(DATA TO PROCESS Opens)
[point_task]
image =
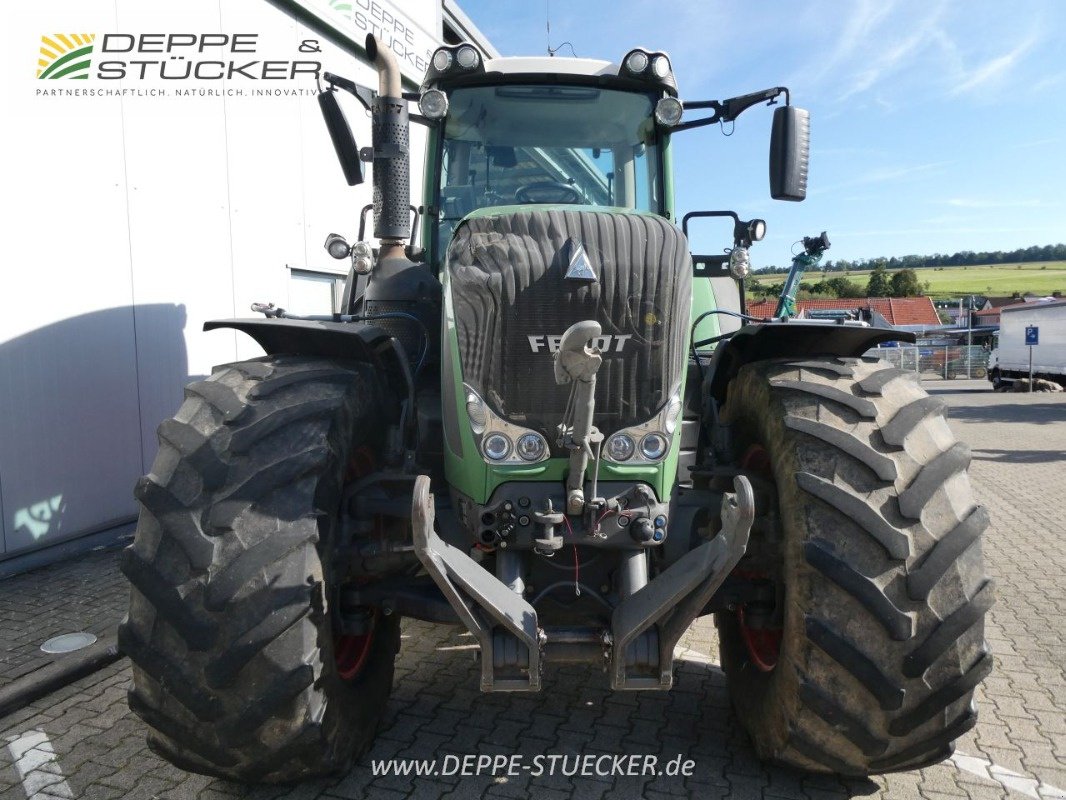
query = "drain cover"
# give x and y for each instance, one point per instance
(68, 642)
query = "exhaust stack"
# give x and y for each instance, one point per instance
(391, 142)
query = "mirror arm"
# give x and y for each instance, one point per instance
(727, 111)
(364, 95)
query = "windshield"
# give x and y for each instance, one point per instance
(525, 144)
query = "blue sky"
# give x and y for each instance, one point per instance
(936, 125)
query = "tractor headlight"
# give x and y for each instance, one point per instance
(496, 447)
(337, 248)
(467, 57)
(433, 104)
(668, 111)
(362, 258)
(531, 446)
(477, 412)
(636, 62)
(740, 262)
(620, 447)
(441, 60)
(653, 446)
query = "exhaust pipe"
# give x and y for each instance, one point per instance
(391, 138)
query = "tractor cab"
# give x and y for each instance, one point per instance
(544, 131)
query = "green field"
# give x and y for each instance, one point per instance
(1042, 277)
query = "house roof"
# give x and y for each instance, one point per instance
(895, 310)
(1000, 302)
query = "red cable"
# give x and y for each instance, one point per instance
(577, 572)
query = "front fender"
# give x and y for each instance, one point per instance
(355, 340)
(791, 339)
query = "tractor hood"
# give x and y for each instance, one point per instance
(518, 278)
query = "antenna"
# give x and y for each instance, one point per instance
(547, 24)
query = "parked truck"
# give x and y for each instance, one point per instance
(527, 421)
(1039, 322)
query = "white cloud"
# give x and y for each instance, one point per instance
(984, 203)
(996, 68)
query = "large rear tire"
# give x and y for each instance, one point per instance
(876, 541)
(229, 627)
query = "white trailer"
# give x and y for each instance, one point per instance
(1010, 360)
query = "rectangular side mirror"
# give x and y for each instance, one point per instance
(789, 154)
(348, 152)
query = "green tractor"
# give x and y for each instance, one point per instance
(530, 419)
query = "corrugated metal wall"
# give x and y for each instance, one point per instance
(130, 221)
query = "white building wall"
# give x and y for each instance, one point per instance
(127, 224)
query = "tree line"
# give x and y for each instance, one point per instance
(881, 284)
(962, 258)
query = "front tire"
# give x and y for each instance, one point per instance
(876, 542)
(229, 627)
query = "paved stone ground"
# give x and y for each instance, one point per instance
(85, 593)
(82, 742)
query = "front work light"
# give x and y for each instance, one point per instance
(636, 62)
(362, 258)
(668, 111)
(620, 447)
(433, 104)
(441, 60)
(336, 246)
(531, 446)
(467, 57)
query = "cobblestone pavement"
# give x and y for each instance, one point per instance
(82, 741)
(85, 593)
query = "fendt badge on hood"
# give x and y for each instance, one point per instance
(579, 268)
(607, 344)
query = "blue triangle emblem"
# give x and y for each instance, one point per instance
(579, 267)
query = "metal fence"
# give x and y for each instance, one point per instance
(949, 362)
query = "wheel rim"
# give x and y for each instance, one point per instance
(763, 644)
(351, 652)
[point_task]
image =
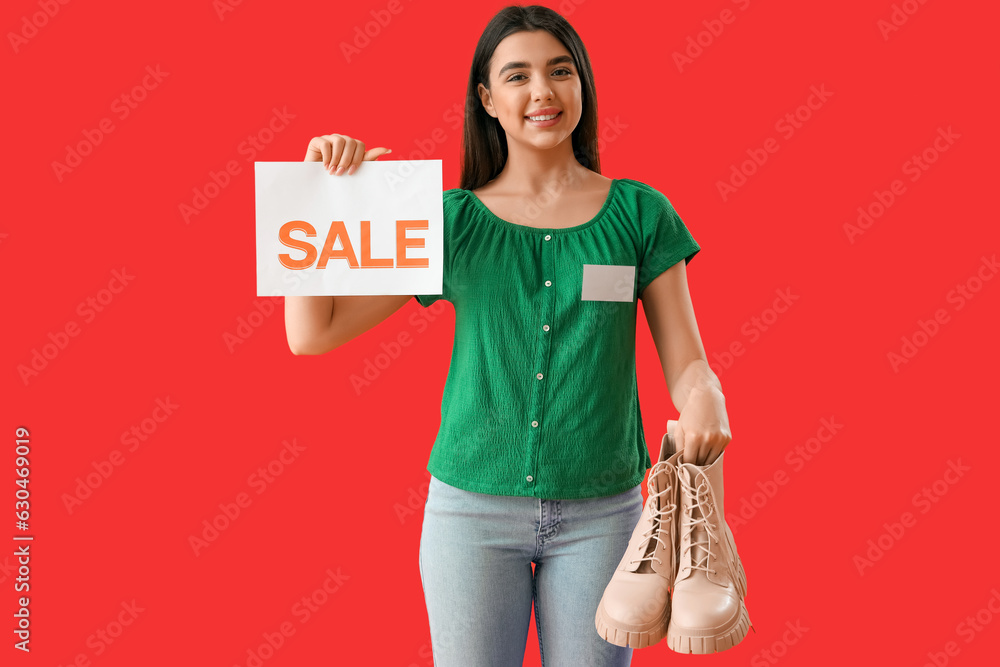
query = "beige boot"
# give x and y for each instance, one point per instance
(DATA TO PROCESS Closes)
ABOUT THIS EXERCISE = Every line of the data that includes the word "green" should be copied.

SOLUTION TO THIS PROBLEM =
query = "green field"
query = "green tractor"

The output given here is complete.